Passage provided
—————

Our most recent addition was Mr. Moon, and like what Danblu3 did, he was helping in the community with passion. As we did with Dan, we offered him to be part of the team since his help alongside the Dan help was so valuable for us since we couldn’t manage developing RomM and also providing the support demands from the users.
Moonraka:
Danblu3 basically kidnapped me from the discord and I woke up a team member. Actually I just found passion in learning docker, Linux and helping others in the support section. It helped my own skills and made friends with the team! (Leaving them to do their job of development)
How did each of you first get into retro gaming or emulation—was there a particular game or system that started it all?
Zurdi:
I can’t even remember when I started emulating. I am 32 years old and for me retrogaming is just play some games guided by nostalgia. I think the first emulation software I tried was a game boy advance emulator in 2005.
danblu3:
I think I was kind of lucky to get into retro gaming, I always have fond memories of my SNES when I was little and from there my love for gaming went from PS1 and onwards, when I was younger I had the gameboys, the GBA etc. So all of those retro consoles have been solidified in my memories and bring back fond memories. Also, there were SO many games around that time I could only afford the one or two, so having access to emulators and so forth let me live what childhood I might have missed.
Moonraka:
Sega was my first home console I remember having as a child. I also got to experience Sega Channel (basically game pass before it’s time). Played emulators and handhelds growing up.
Looking back on that it feels like RomM fills in that childhood nostalgia from that experience of streaming games or downloading them to your system.
Before RomM, had you worked on any other open-source or tech projects together (or individually)?
Zurdi:
I am a software engineer (MLOps specifically) irl, so not in a open-source project but I have an extense carrer inside tech projects.
Moonraka:
No my first time being on a team or project.
danblu3:
I have dabbled in the retro community before with a project called “Core Type R” I believe the project is shut down or on hiatus but that was fun and my first experience being apart of the project over the internet kind of thing.

—————

Data entries
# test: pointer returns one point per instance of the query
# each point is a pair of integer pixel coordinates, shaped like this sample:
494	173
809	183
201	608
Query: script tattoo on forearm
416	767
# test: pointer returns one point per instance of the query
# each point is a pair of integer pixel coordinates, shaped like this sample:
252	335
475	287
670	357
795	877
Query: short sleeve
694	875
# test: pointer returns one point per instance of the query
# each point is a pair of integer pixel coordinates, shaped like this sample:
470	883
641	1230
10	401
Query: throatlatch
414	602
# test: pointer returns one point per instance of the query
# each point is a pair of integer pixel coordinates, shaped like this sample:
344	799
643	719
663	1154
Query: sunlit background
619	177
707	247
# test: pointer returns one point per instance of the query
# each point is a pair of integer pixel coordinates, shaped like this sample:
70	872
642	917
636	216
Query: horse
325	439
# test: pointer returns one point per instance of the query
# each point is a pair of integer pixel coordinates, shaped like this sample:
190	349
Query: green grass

—————

Goal of the exercise
Reproduce the RomM interview between "Looking back on" and "kind of thing.", inclusive. The entries are separate material and have no connection to the RomM interview.

Finished exercise
Looking back on that it feels like RomM fills in that childhood nostalgia from that experience of streaming games or downloading them to your system.
Before RomM, had you worked on any other open-source or tech projects together (or individually)?
Zurdi:
I am a software engineer (MLOps specifically) irl, so not in a open-source project but I have an extense carrer inside tech projects.
Moonraka:
No my first time being on a team or project.
danblu3:
I have dabbled in the retro community before with a project called “Core Type R” I believe the project is shut down or on hiatus but that was fun and my first experience being apart of the project over the internet kind of thing.